### Work to complete
Could you set down the records below exactly as they are, with no pictures?
----------------------------------------
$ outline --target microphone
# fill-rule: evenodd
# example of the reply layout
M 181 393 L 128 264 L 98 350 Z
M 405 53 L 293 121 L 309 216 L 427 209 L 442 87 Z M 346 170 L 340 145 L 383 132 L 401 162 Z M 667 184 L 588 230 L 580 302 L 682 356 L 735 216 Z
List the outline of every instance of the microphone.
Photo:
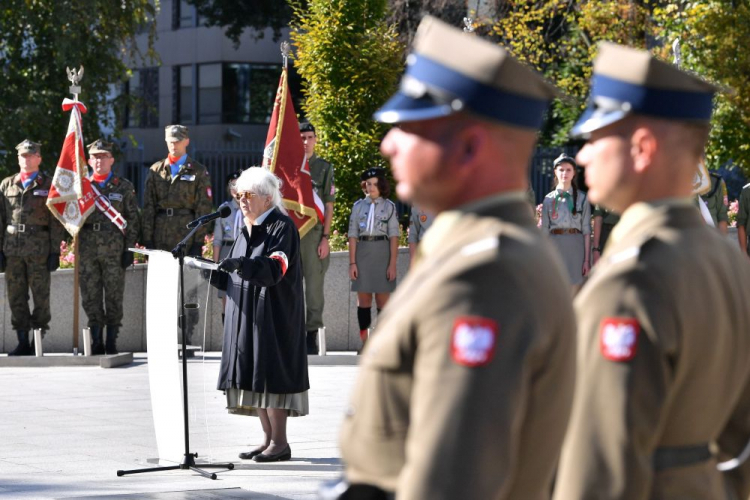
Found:
M 221 217 L 229 217 L 229 214 L 231 213 L 232 213 L 232 209 L 229 208 L 229 204 L 226 202 L 222 203 L 221 206 L 219 207 L 219 210 L 217 210 L 216 212 L 212 214 L 204 215 L 203 217 L 198 217 L 194 221 L 189 222 L 187 224 L 187 228 L 193 229 L 194 227 L 202 226 L 203 224 L 207 222 L 211 222 L 214 219 L 218 219 Z

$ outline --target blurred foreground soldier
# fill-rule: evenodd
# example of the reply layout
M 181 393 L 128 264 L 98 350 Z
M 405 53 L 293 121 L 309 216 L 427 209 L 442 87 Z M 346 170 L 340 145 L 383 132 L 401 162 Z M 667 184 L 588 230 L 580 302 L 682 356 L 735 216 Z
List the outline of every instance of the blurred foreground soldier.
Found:
M 26 356 L 33 354 L 29 332 L 49 329 L 50 272 L 60 267 L 65 229 L 47 208 L 52 177 L 39 171 L 40 145 L 25 140 L 16 149 L 21 171 L 0 183 L 0 271 L 5 271 L 10 321 L 18 337 L 9 355 Z
M 706 202 L 708 213 L 714 221 L 714 226 L 721 232 L 727 234 L 729 226 L 729 196 L 727 195 L 727 184 L 719 174 L 710 172 L 711 189 L 702 194 L 701 198 Z
M 88 145 L 90 180 L 106 203 L 127 221 L 125 232 L 101 211 L 86 219 L 79 236 L 81 297 L 91 330 L 93 354 L 117 354 L 117 334 L 122 325 L 125 269 L 133 264 L 128 248 L 138 241 L 138 203 L 135 188 L 112 172 L 112 143 L 101 139 Z M 103 328 L 107 326 L 105 348 Z
M 331 236 L 333 203 L 336 201 L 336 188 L 333 184 L 333 166 L 315 154 L 318 136 L 312 123 L 302 122 L 299 126 L 305 154 L 310 164 L 310 177 L 313 189 L 325 204 L 323 221 L 318 221 L 302 237 L 300 256 L 305 278 L 305 331 L 307 332 L 307 354 L 318 354 L 318 328 L 323 327 L 323 294 L 325 276 L 331 261 L 328 239 Z
M 604 43 L 573 128 L 594 203 L 622 214 L 576 297 L 578 372 L 555 498 L 723 499 L 750 440 L 750 265 L 692 183 L 715 88 Z M 750 463 L 732 477 L 747 499 Z
M 437 217 L 364 350 L 341 433 L 343 498 L 547 498 L 575 325 L 526 192 L 556 90 L 429 16 L 407 64 L 375 115 L 399 124 L 381 151 L 399 197 Z
M 417 245 L 422 241 L 424 234 L 432 225 L 435 216 L 422 210 L 417 205 L 412 205 L 409 215 L 409 262 L 414 260 Z
M 188 222 L 211 213 L 211 178 L 206 167 L 190 158 L 188 128 L 169 125 L 169 156 L 151 165 L 143 201 L 143 240 L 147 248 L 172 251 L 187 236 Z M 188 255 L 201 255 L 208 225 L 188 242 Z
----------------------------------------
### Answer to the problem
$ outline --target microphone
# fill-rule: evenodd
# example of the reply layout
M 181 393 L 128 264 L 98 350 Z
M 405 53 L 293 121 L 309 216 L 427 209 L 442 87 Z M 346 170 L 340 145 L 383 132 L 401 162 Z M 667 184 L 588 230 L 580 302 L 682 356 L 735 216 Z
List the outline of every instance of the microphone.
Photo:
Found:
M 221 217 L 229 217 L 229 214 L 231 213 L 232 213 L 232 209 L 229 208 L 229 204 L 226 202 L 222 203 L 221 206 L 219 207 L 219 210 L 217 210 L 216 212 L 212 214 L 204 215 L 203 217 L 198 217 L 194 221 L 189 222 L 187 224 L 187 228 L 193 229 L 194 227 L 202 226 L 203 224 L 207 222 L 211 222 L 214 219 L 218 219 Z

$ outline --target blurred foreground soldier
# fill-rule: evenodd
# example of the reply layout
M 181 393 L 128 264 L 98 350 Z
M 405 53 L 293 121 L 309 216 L 427 209 L 442 87 Z M 346 170 L 340 145 L 383 132 L 401 162 Z M 667 184 L 588 230 L 580 302 L 682 356 L 735 216 Z
List the outline of every instance of the blurred foreground soldier.
Found:
M 26 356 L 33 354 L 29 332 L 49 329 L 50 272 L 60 267 L 65 229 L 47 208 L 52 177 L 39 171 L 40 145 L 25 140 L 16 149 L 21 171 L 0 183 L 0 271 L 5 271 L 10 321 L 18 337 L 9 355 Z
M 706 202 L 708 213 L 714 221 L 714 226 L 721 232 L 727 234 L 729 226 L 729 196 L 727 195 L 727 184 L 719 174 L 710 172 L 711 189 L 702 194 L 701 198 Z
M 88 145 L 90 180 L 106 203 L 127 221 L 125 232 L 101 211 L 86 219 L 79 236 L 81 297 L 91 330 L 93 354 L 117 354 L 117 334 L 122 325 L 125 269 L 133 264 L 128 248 L 138 241 L 138 203 L 135 188 L 112 172 L 112 143 L 101 139 Z M 103 328 L 107 326 L 105 348 Z
M 331 236 L 333 203 L 336 201 L 336 188 L 333 184 L 333 166 L 315 154 L 318 136 L 312 123 L 302 122 L 299 126 L 305 154 L 310 164 L 310 177 L 313 189 L 325 204 L 323 221 L 318 221 L 302 237 L 300 256 L 305 278 L 305 331 L 307 332 L 307 354 L 318 354 L 318 328 L 323 327 L 323 294 L 325 276 L 331 261 L 328 239 Z
M 604 43 L 573 128 L 594 203 L 622 214 L 576 297 L 578 372 L 555 498 L 723 499 L 750 440 L 750 265 L 692 183 L 715 88 Z M 750 463 L 732 477 L 747 499 Z
M 437 217 L 364 350 L 341 433 L 343 498 L 547 498 L 575 325 L 526 192 L 556 90 L 429 16 L 407 64 L 375 115 L 399 124 L 381 151 L 399 197 Z
M 417 245 L 422 241 L 424 234 L 432 225 L 435 216 L 422 210 L 417 205 L 412 205 L 409 215 L 409 262 L 414 260 Z
M 188 222 L 211 213 L 211 178 L 206 167 L 190 158 L 188 128 L 169 125 L 169 156 L 151 165 L 143 201 L 143 240 L 147 248 L 172 251 L 187 236 Z M 188 255 L 201 255 L 208 225 L 188 242 Z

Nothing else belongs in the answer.